- [TASK DETAILS]:
Copy the items below word for word, from the very first line through the line containing "(90, 297), (135, 343)", including that line.
# start of RECORDS PROVIDED
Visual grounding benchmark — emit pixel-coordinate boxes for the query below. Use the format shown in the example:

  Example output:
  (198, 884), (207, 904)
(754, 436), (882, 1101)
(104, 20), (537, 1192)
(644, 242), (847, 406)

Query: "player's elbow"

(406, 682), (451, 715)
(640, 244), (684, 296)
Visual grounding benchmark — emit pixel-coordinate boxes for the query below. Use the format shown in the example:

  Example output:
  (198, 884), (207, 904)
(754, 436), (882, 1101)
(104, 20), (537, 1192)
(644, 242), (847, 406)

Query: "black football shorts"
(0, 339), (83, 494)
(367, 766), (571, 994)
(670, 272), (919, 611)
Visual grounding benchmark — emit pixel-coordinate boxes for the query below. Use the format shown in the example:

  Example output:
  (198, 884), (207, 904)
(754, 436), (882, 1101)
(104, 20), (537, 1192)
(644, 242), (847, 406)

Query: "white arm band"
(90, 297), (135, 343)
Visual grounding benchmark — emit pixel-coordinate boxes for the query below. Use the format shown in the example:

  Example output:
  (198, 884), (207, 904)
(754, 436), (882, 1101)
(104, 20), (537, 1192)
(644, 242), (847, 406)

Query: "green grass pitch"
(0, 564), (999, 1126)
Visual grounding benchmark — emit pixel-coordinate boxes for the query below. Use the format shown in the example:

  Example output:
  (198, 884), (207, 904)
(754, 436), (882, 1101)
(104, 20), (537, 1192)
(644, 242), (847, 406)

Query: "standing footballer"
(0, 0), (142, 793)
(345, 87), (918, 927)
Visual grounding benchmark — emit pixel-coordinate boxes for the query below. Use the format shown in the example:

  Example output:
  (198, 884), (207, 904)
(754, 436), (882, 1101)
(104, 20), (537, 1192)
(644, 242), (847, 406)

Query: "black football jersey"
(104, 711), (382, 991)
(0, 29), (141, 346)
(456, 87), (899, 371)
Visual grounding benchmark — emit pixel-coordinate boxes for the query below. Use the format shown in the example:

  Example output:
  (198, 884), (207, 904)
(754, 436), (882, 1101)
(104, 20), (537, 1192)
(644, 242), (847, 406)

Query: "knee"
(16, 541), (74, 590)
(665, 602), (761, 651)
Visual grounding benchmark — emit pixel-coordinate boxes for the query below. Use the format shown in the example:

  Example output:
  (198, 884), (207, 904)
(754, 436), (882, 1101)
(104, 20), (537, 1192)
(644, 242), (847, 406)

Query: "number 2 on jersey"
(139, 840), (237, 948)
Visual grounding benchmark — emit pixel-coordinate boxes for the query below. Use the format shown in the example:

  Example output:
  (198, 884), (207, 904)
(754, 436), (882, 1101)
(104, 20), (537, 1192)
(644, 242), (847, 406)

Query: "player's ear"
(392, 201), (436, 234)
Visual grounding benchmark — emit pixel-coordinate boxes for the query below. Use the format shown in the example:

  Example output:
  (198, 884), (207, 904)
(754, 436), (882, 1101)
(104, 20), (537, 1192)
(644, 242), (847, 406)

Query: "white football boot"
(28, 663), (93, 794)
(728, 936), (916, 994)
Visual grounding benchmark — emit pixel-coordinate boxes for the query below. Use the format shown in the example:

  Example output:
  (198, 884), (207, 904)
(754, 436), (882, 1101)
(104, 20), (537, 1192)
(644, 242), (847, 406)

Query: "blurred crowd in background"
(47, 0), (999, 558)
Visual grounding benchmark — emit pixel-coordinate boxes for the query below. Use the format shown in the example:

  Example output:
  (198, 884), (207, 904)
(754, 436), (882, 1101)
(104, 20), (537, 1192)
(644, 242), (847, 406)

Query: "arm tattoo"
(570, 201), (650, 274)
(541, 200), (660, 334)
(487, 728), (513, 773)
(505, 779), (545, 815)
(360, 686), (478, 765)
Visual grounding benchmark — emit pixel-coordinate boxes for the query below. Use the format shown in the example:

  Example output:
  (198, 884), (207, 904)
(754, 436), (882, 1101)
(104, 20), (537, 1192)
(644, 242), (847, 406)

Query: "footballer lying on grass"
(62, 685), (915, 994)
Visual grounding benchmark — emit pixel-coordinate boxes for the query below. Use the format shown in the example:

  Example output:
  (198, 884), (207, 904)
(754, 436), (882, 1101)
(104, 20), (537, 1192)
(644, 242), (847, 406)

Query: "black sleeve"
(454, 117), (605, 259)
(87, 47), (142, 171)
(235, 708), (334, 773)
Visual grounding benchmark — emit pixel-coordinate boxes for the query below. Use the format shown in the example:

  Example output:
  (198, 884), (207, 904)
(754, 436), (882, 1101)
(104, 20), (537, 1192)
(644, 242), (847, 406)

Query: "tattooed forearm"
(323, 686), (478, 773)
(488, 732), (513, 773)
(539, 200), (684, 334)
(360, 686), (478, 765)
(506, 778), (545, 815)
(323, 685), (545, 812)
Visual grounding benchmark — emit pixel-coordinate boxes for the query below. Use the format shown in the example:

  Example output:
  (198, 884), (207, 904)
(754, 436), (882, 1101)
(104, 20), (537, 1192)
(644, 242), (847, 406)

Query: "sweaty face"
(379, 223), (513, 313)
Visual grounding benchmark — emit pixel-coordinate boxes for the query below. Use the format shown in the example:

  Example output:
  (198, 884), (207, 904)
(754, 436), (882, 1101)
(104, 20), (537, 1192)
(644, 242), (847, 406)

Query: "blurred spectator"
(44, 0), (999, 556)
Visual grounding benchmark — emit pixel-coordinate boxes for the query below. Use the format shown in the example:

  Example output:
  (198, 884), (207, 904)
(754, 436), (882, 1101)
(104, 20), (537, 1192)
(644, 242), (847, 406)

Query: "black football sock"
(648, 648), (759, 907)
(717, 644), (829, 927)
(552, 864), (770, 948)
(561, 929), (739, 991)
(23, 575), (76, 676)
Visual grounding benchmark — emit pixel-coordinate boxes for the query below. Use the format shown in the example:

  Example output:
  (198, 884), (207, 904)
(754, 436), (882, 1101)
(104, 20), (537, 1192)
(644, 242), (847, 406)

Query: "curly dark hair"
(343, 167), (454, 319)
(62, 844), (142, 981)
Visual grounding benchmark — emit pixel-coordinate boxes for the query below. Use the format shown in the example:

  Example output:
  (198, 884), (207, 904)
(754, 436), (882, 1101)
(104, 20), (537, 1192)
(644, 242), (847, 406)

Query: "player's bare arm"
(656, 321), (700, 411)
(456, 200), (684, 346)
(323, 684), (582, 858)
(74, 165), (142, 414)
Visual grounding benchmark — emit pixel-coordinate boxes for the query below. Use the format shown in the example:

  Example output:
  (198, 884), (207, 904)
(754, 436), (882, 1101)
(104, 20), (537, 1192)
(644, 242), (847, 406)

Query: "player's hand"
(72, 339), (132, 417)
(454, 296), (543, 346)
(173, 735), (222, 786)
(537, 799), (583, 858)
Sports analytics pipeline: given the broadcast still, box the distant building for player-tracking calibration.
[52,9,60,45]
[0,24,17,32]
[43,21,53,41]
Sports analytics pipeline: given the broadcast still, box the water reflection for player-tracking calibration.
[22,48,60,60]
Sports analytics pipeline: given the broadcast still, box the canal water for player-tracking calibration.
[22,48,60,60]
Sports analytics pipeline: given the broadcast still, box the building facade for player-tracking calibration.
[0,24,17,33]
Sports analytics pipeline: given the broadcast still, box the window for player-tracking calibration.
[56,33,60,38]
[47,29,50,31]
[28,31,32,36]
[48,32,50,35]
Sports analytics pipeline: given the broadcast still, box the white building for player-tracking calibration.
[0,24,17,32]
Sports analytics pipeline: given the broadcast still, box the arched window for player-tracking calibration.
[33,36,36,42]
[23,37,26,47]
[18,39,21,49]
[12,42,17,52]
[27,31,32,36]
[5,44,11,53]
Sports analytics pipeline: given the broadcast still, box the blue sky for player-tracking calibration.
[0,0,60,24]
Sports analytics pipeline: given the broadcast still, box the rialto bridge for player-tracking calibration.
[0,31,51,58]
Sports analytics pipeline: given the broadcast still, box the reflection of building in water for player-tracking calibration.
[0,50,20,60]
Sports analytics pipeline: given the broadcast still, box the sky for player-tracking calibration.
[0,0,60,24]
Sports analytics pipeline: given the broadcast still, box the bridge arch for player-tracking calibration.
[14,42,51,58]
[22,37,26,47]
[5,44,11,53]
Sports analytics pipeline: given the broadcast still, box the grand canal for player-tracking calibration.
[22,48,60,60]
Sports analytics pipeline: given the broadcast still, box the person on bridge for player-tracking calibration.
# end of RECORDS PROVIDED
- [WRITTEN SOLUTION]:
Visual grounding benchmark — emit pixel-coordinate boxes for the query below. Use the format shown in the example:

  Example output:
  (198, 884), (207, 904)
(754, 436), (882, 1101)
(104, 20), (537, 1192)
(644, 242), (847, 406)

Query: "player's elbow"

(406, 682), (451, 715)
(640, 244), (684, 296)
Visual grounding benchmark — emit pixel-coordinate boxes for the query below. Use the format shown in the example:

  Example output:
  (198, 884), (207, 904)
(754, 436), (882, 1101)
(104, 20), (537, 1192)
(644, 242), (847, 406)

Query: "black football shorts"
(0, 339), (83, 494)
(367, 766), (571, 994)
(670, 272), (919, 611)
Visual grounding benchmark — emit pixel-coordinate boxes for the query below. Use the format shown in the example:

  Example output:
  (198, 884), (207, 904)
(754, 436), (882, 1101)
(104, 20), (537, 1192)
(644, 242), (847, 406)

Query: "white arm band"
(90, 297), (135, 343)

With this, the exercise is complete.